╔══

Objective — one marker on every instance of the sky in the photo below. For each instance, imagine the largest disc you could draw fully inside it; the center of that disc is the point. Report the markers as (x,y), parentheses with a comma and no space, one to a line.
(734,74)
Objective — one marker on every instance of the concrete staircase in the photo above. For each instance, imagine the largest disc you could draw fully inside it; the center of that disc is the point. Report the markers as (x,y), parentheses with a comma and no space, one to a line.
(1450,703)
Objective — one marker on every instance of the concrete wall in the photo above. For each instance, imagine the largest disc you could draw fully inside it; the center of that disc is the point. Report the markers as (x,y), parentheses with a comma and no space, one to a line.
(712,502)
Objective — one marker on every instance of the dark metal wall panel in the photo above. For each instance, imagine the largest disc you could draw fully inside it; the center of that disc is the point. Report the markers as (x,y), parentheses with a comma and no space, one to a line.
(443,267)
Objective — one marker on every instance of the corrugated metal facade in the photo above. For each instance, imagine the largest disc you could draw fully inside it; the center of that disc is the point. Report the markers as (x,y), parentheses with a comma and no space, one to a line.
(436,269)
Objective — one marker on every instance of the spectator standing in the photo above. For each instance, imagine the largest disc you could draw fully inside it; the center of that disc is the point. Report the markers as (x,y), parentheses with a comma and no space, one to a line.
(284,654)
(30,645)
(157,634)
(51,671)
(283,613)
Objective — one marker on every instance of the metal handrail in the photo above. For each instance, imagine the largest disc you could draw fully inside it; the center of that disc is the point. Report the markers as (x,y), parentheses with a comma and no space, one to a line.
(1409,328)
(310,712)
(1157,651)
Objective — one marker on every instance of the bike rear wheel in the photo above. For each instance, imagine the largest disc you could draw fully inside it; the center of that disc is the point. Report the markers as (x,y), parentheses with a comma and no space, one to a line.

╚══

= Aim of the exercise =
Restate the full material word for word.

= Solution for this task =
Objective — one marker on every instance of the sky in the photo below. For each instance, imagine the largest disc you could draw fully inside it; the center of that disc is the point. Report the markers as (x,y), parentheses with a comma and no space, one to a line.
(734,74)
Objective — one marker on every instance of the concrete staircase in the photo above. For each instance, imagine the largest disc you could draw fully inside it; the center of that disc is the point. Report the markers as (x,y), parentheses with a comma and no space, one to a line.
(1450,703)
Objective — one marker on every instance of the concrete wall in the photo above. For each instance, imagine the largest disc you could draw fully inside it; the center of that disc is the point. Report the markers as (x,y), parentheses with a comma and no space, one to a line.
(712,502)
Objective — one marker on every instance of the dark metal wall panel in the photo above. For each instance, imagine the largest disc you could draw fully inside it; the center of that disc is the point. Report the markers as (x,y), parentheses with a comma and no space, one to a line.
(443,267)
Objective — one marker on every instance of the corrugated metal facade in the photo above. For each instance, imagine the largest disc you could draw fully inside it; the center of that disc is the point. Report the markers as (x,y), parentheses with a comma and no space, one to a line.
(436,269)
Objective — one marker on every instance of the spectator standing in the photo above. For each instance, imagine the largest disc you could draw fully inside it; the center of that disc is the point. Report the markers as (x,y), parentheses with a comma and no space, one to a line.
(284,654)
(30,645)
(157,634)
(51,671)
(283,613)
Objective — one marker on every instance of the metal handrail in the photo above. For each instance, imagine the largest disc you could draw fully inside it; the center of that disc is the point. Report the markers as (x,y), parentheses with a comma and no space, one to a line.
(1409,328)
(310,712)
(1157,651)
Objective — one marker on every instance of the bike rear wheel in the photo above. For each instance, imagine the largest disc you could draw fully inside it; the center of that disc is the point. Report the markers as (x,y), parentheses with a comma and no space, one to a line.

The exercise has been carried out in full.